§ **Texte du document**:
☆ ☆ ☆ ☆ ☆ ☆ ☆

Ingénieur civil de Ponts et Chaussées, docteur en Mathématiques, ancien cadre supérieur de l’industrie automobile, Mokhtar Homman est aussi un grand expert qui a également mené des études en Histoire. Le Tangérois est une excellente référence en développement, d’où l’importance de la visioconférence qu’il a animé sur fb le samedi 12 décembre 2020.
Sous le thème « le développement du Maroc, quelques leçons de l’histoire et du présent », cette conférence a été l’occasion d’aborder plusieurs volets et thématiques que Mokhtar Homman, notre éminent expert Tangérois vivant à Paris, a bien voulu aborder dans cette interview.
De quoi avez-vous exactement parlé lors de cette conférence, sachant que vous êtes à la fois un expert en histoire, un mathématicien et un expert en automobile?
J’ai présenté une synthèse de mon mémoire d’Histoire sur la « Modernisation du Maroc (1860-1894) au regard de l’expérience Meiji », qui m’a valu mon Diplôme d’Histoire de l’EHESS en 2019, et de mon expérience professionnelle en tant qu’un des principaux responsables du Projet de l’Usine Renault Nissan de Tanger entre 2009 et 2012.

☆ ☆ ☆ ☆ ☆ ☆ ☆

§ **Série d'exercices**:
A: Recopiez fidèlement, s'il vous plaît, le passage de l'entretien avec Mokhtar Homman qui va de « Ingénieur civil de » à « dans cette interview. ».
B: Poursuivez l'entretien avec Mokhtar Homman à partir de sa dernière phrase.
Le matériel qui suit n'a aucun lien avec l'entretien avec Mokhtar Homman.

☆ ☆ ☆ ☆ ☆ ☆ ☆

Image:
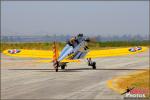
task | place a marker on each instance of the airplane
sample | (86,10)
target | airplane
(76,48)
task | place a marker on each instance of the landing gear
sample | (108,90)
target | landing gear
(91,63)
(56,65)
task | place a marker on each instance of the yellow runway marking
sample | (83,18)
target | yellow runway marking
(91,54)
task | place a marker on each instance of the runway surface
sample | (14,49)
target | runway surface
(25,78)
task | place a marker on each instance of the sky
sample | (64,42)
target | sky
(68,17)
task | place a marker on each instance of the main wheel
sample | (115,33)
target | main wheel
(56,69)
(94,65)
(63,67)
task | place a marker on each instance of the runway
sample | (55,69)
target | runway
(25,78)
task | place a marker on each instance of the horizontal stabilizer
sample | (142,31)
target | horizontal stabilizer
(67,60)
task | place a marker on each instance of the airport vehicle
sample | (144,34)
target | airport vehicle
(76,48)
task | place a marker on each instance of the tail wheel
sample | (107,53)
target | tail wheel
(56,69)
(63,67)
(94,65)
(56,65)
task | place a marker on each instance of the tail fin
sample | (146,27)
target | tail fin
(55,52)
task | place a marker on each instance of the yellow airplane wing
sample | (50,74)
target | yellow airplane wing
(68,60)
(31,53)
(112,52)
(91,54)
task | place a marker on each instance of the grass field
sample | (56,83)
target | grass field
(138,80)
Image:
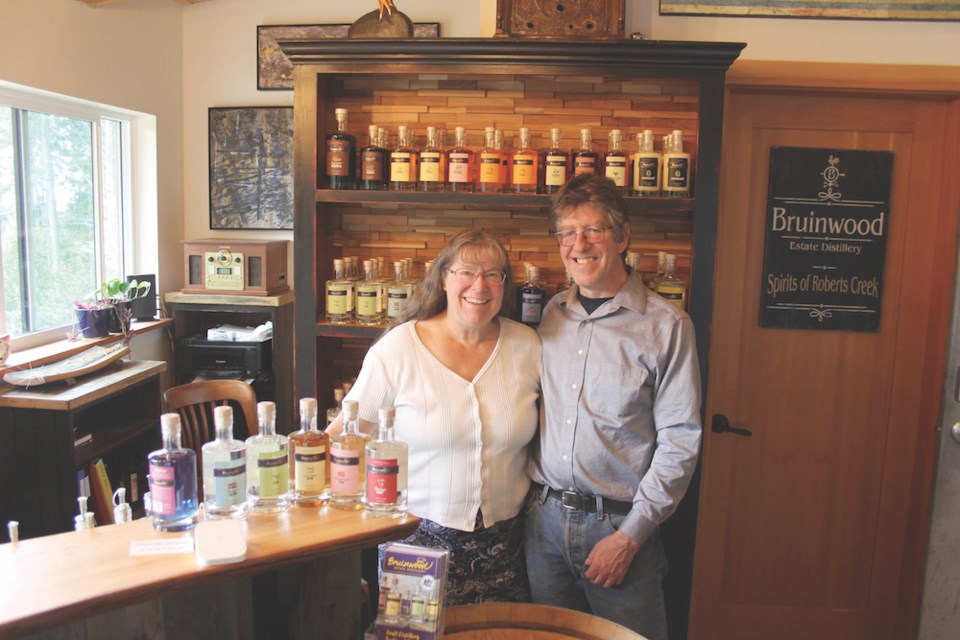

☆ ☆ ☆ ☆ ☆ ☆ ☆

§ **Résultats obtenus**:
A:
Ingénieur civil de Ponts et Chaussées, docteur en Mathématiques, ancien cadre supérieur de l’industrie automobile, Mokhtar Homman est aussi un grand expert qui a également mené des études en Histoire. Le Tangérois est une excellente référence en développement, d’où l’importance de la visioconférence qu’il a animé sur fb le samedi 12 décembre 2020.
Sous le thème « le développement du Maroc, quelques leçons de l’histoire et du présent », cette conférence a été l’occasion d’aborder plusieurs volets et thématiques que Mokhtar Homman, notre éminent expert Tangérois vivant à Paris, a bien voulu aborder dans cette interview.

B:
Dans le Mémoire, j’analyse cette période du Maroc avec un regard à partir du Japon de la même période, ce qui permet de comprendre un peu différemment par rapport aux historiens les facteurs qui ont abouti à la perte de l’indépendance du Maroc. De l’expérience industrielle je tire quelques leçons sur le développement actuel du Maroc et je mets en lumière certaines continuités, certaines positives et d’autres négatives, entre le XIXe et le XXIe siècles, en mettant l’accent sur ce qui semble essentiel au regard de l’histoire et du présent.
Depuis l’indépendance, le Maroc a forcément commis des erreurs du choix des modèles économiques. Vous êtes historien et votre conférence, ce samedi, abordera ce passé marocain économiquement. Quelles sont selon vous les principales étapes de ce passé « économique » qui méritent aujourd’hui une étude approfondie permettant au pays de ne pas les revivre dans un futur proche?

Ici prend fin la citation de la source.